| Required action |
Only lines holding "shirt" are needed; copy each of them from the data below.

| Data excerpts |
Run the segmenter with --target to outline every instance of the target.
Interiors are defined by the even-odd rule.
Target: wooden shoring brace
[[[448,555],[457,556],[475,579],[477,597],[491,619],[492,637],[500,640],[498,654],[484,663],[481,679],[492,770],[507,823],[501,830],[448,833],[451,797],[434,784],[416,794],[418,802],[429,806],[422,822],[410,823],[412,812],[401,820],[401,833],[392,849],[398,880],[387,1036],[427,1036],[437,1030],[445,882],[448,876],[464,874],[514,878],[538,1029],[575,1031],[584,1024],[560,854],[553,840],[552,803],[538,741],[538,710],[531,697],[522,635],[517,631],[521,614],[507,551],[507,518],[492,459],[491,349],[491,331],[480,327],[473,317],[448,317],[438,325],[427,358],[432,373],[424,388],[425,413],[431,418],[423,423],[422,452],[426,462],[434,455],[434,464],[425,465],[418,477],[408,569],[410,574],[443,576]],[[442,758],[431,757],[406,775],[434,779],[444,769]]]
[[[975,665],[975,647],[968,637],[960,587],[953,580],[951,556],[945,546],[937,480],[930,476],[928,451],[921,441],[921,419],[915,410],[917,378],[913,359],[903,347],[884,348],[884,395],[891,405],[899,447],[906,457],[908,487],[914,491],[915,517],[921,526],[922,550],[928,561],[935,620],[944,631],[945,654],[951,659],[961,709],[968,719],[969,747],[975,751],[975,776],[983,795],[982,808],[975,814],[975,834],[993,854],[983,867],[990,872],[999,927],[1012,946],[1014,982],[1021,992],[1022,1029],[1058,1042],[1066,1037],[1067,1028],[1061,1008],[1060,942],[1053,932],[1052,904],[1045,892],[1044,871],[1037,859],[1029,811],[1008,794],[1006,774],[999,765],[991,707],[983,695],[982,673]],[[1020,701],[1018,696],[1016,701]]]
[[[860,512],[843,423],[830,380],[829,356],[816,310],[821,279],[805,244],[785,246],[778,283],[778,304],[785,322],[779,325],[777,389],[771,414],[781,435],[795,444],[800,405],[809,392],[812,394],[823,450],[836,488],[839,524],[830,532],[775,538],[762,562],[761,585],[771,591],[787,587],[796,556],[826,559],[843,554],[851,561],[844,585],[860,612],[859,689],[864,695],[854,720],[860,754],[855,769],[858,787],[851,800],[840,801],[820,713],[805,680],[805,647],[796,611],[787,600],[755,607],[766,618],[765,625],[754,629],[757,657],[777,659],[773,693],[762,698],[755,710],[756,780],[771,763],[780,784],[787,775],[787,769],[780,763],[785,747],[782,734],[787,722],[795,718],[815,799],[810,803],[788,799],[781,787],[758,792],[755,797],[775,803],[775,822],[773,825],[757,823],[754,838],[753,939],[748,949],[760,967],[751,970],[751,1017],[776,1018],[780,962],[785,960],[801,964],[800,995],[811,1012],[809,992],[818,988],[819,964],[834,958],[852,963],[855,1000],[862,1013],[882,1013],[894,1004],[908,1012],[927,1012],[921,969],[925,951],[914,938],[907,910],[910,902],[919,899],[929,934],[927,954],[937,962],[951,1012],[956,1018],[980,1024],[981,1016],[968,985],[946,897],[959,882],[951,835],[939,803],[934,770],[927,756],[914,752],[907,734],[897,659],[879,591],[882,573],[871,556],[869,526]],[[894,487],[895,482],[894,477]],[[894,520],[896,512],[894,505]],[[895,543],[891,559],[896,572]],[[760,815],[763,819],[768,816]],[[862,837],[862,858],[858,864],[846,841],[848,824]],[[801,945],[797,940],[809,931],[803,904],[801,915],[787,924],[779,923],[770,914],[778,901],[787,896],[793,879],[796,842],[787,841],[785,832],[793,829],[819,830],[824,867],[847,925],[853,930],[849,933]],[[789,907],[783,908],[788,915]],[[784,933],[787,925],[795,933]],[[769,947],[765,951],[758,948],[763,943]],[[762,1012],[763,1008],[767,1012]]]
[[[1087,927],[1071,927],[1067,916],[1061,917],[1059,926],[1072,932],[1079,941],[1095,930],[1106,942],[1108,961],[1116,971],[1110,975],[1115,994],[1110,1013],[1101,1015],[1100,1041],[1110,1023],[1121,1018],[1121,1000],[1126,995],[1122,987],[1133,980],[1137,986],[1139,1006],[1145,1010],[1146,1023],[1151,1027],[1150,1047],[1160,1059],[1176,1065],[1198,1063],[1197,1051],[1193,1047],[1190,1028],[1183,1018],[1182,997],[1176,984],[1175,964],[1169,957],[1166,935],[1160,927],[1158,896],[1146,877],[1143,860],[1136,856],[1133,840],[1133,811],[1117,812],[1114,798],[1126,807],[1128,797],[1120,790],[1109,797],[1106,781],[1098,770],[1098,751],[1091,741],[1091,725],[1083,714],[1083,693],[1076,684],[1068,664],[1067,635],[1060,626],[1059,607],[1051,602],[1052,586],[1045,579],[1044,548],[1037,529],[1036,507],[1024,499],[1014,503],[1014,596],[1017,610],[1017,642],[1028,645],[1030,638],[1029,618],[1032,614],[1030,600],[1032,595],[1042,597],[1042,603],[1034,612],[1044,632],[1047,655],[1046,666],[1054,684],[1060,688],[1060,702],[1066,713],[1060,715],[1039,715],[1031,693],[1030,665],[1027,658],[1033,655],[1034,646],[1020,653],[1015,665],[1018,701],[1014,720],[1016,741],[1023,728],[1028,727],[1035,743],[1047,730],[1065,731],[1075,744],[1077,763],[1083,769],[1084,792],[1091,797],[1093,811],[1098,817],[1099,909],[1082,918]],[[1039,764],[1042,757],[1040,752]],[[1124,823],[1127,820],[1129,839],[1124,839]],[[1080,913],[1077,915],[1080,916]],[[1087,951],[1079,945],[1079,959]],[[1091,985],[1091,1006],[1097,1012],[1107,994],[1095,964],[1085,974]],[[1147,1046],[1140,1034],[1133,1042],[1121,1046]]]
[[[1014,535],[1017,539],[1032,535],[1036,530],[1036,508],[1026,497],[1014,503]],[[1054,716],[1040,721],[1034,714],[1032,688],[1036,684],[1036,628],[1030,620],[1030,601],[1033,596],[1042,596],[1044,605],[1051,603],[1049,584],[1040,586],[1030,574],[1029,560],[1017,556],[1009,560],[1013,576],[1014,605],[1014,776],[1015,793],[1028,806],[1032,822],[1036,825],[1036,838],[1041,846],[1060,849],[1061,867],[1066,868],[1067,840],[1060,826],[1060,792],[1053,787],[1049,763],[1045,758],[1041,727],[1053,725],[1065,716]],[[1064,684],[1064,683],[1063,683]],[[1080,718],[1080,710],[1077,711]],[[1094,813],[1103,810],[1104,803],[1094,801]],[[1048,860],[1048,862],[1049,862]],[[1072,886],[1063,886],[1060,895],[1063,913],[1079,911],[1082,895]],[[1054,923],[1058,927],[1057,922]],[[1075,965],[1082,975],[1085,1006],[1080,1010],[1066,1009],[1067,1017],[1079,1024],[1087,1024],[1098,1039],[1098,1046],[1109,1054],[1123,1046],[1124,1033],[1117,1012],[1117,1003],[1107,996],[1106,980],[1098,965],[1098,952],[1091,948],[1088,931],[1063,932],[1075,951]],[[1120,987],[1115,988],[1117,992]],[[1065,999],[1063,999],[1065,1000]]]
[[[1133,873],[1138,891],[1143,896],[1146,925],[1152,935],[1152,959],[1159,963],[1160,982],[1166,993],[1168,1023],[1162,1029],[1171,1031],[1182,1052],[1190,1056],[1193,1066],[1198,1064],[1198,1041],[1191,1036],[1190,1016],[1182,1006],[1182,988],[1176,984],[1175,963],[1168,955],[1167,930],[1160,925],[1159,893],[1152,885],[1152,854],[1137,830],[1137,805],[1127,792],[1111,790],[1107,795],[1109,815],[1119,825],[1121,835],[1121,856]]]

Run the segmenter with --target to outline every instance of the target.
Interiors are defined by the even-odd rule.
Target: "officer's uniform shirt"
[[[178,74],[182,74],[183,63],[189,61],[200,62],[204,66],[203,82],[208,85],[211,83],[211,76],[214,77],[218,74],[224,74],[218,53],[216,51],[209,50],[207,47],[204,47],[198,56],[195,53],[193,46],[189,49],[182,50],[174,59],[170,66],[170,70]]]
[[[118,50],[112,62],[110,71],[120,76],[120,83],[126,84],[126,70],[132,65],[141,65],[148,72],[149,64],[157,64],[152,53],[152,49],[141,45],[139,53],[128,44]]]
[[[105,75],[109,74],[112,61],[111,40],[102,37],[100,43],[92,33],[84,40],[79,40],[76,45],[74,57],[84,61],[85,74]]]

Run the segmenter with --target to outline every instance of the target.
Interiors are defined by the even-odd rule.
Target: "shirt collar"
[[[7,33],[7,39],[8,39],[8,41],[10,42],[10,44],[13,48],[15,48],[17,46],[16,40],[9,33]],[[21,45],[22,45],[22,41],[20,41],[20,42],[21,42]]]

| Answer box |
Target: "officer's uniform shirt"
Target: "shirt collar"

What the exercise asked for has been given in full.